Required work> Among the records that follow, set down only the lines from the one containing "143L131 133L122 134L120" to the one containing "positive clicks: (120, 184)", both included, exactly.

Task input>
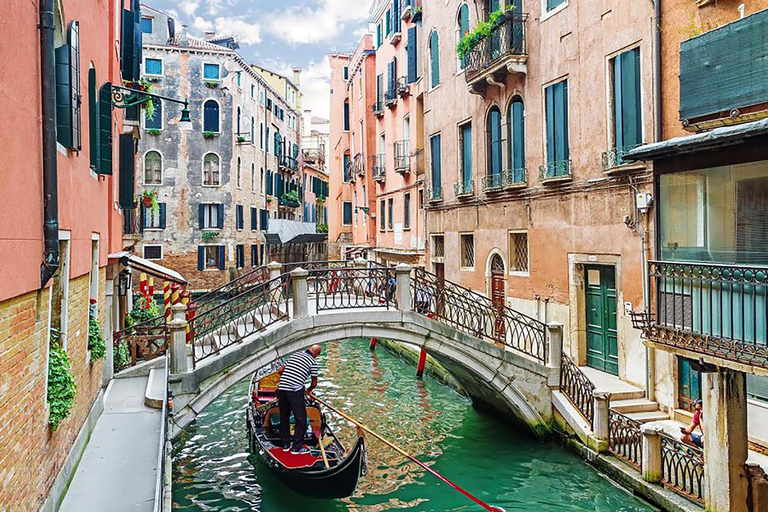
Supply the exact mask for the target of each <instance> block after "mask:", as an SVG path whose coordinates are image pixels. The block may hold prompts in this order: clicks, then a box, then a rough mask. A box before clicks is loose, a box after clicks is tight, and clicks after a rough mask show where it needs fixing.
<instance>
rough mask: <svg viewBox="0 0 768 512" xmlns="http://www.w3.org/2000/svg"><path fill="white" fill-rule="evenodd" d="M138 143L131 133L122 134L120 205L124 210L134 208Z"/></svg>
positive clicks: (120, 184) (120, 174) (119, 191)
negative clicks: (137, 146)
mask: <svg viewBox="0 0 768 512" xmlns="http://www.w3.org/2000/svg"><path fill="white" fill-rule="evenodd" d="M135 159H136V145H135V143H134V141H133V135H132V134H130V133H121V134H120V183H119V185H120V190H119V198H120V199H119V201H120V207H121V208H123V209H124V210H130V209H132V208H134V206H135V205H134V203H133V195H134V183H135V182H136V180H135V177H134V173H135V172H136V171H135V169H136V165H135V163H136V160H135Z"/></svg>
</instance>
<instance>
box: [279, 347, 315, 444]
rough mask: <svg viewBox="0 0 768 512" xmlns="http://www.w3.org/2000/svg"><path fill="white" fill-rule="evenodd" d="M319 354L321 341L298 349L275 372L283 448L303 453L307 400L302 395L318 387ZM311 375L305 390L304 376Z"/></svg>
mask: <svg viewBox="0 0 768 512" xmlns="http://www.w3.org/2000/svg"><path fill="white" fill-rule="evenodd" d="M319 355H320V345H312V346H311V347H309V349H307V350H305V351H303V352H297V353H295V354H293V355H292V356H291V357H289V358H288V362H286V363H285V364H284V365H283V366H281V367H280V368H279V369H278V370H277V372H278V373H279V374H280V383H279V384H278V385H277V405H278V407H279V409H280V438H281V440H282V443H283V451H286V452H287V451H289V450H290V452H291V453H295V454H298V453H306V452H307V451H308V450H307V448H306V447H305V446H304V434H306V432H307V404H306V401H305V400H304V395H305V394H306V395H311V394H312V390H313V389H315V387H317V374H318V365H317V356H319ZM309 377H312V382H311V384H310V385H309V388H307V389H306V391H305V390H304V384H305V383H306V382H307V379H308V378H309ZM291 412H293V419H294V422H295V427H294V433H293V440H291V438H290V433H291V430H290V419H291Z"/></svg>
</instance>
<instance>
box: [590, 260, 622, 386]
mask: <svg viewBox="0 0 768 512" xmlns="http://www.w3.org/2000/svg"><path fill="white" fill-rule="evenodd" d="M584 272H585V274H586V276H585V277H586V309H587V311H586V314H587V366H590V367H592V368H596V369H598V370H601V371H604V372H608V373H612V374H613V375H618V374H619V356H618V344H617V337H616V271H615V270H614V268H613V267H606V266H587V267H585V269H584Z"/></svg>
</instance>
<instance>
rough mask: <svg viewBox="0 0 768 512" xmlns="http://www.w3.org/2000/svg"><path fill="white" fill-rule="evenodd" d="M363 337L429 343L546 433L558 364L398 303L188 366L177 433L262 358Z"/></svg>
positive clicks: (243, 346)
mask: <svg viewBox="0 0 768 512" xmlns="http://www.w3.org/2000/svg"><path fill="white" fill-rule="evenodd" d="M360 337H362V338H371V337H376V338H385V339H392V340H395V341H399V342H401V343H406V344H409V345H412V346H416V347H424V348H425V349H426V350H427V352H428V353H429V354H430V355H431V356H433V357H434V358H435V359H437V360H438V361H439V362H440V363H441V364H443V365H444V366H445V367H446V368H447V369H448V370H449V371H450V372H451V373H452V374H453V375H454V377H456V379H457V380H458V381H459V383H460V384H461V385H462V386H463V387H464V389H465V390H466V391H467V393H468V394H469V395H470V397H471V398H472V399H473V401H475V402H479V403H482V404H483V405H487V406H491V407H493V408H495V409H497V410H499V411H500V412H502V413H503V414H505V415H507V416H510V417H513V418H515V419H517V420H519V421H522V422H524V423H526V424H527V425H528V426H529V427H530V428H531V429H532V430H533V432H534V433H535V434H537V435H539V436H545V435H547V433H548V431H549V422H550V420H551V418H552V406H551V399H550V393H549V388H548V377H549V373H550V372H551V371H552V369H550V368H547V366H545V365H543V364H541V363H540V362H538V361H535V360H533V359H530V358H528V357H526V356H524V355H521V354H519V353H517V352H515V351H512V350H509V349H505V348H501V347H497V346H496V345H494V344H492V343H488V342H487V341H481V340H479V339H477V338H474V337H473V336H470V335H468V334H466V333H464V332H462V331H459V330H457V329H455V328H453V327H451V326H449V325H446V324H444V323H441V322H438V321H436V320H433V319H430V318H427V317H425V316H424V315H420V314H417V313H415V312H411V311H399V310H379V311H372V310H364V311H357V310H352V311H341V312H338V311H337V312H325V313H323V314H321V315H314V316H310V317H305V318H298V319H293V320H290V321H287V322H285V323H282V324H279V325H275V326H272V327H270V328H268V329H266V330H265V331H263V332H261V333H257V334H256V335H253V336H250V337H248V338H246V339H244V340H243V341H242V342H241V343H239V344H236V345H233V346H230V347H228V348H226V349H224V350H222V351H221V353H220V355H218V356H217V357H215V358H210V359H209V360H206V361H203V362H201V363H199V364H198V365H197V367H196V368H195V369H193V370H191V371H189V372H188V373H184V374H177V375H171V376H170V379H169V384H170V386H171V389H172V390H173V392H174V402H175V413H174V418H173V428H172V430H171V435H172V436H173V437H175V436H176V435H177V434H178V433H179V432H180V431H181V429H183V428H184V427H185V426H186V425H188V424H189V423H191V422H192V421H193V420H194V419H195V417H197V415H198V414H199V413H200V412H202V411H203V410H204V409H205V407H206V406H208V405H209V404H210V403H211V402H212V401H213V400H215V399H216V398H217V397H218V396H220V395H221V394H222V393H224V392H225V391H226V390H227V389H229V388H230V387H231V386H233V385H234V384H236V383H237V382H239V381H240V380H242V379H243V378H246V377H248V376H249V375H252V374H253V372H255V371H256V370H258V369H259V368H261V367H262V366H264V365H267V364H270V363H272V362H274V361H275V360H277V359H278V358H280V357H284V356H287V355H289V354H291V353H293V352H295V351H297V350H302V349H305V348H307V347H309V346H310V345H312V344H314V343H320V344H322V343H326V342H329V341H337V340H345V339H349V338H360Z"/></svg>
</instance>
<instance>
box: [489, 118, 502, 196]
mask: <svg viewBox="0 0 768 512" xmlns="http://www.w3.org/2000/svg"><path fill="white" fill-rule="evenodd" d="M485 140H486V144H487V147H486V152H487V158H488V173H487V174H488V185H489V186H491V187H500V186H501V163H502V162H501V111H500V110H499V108H498V107H493V108H491V110H490V112H488V120H487V124H486V128H485Z"/></svg>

Completed exercise>
rough mask: <svg viewBox="0 0 768 512" xmlns="http://www.w3.org/2000/svg"><path fill="white" fill-rule="evenodd" d="M138 143L131 133L122 134L120 205L124 210L134 208Z"/></svg>
positive clicks: (120, 184) (120, 174) (119, 191)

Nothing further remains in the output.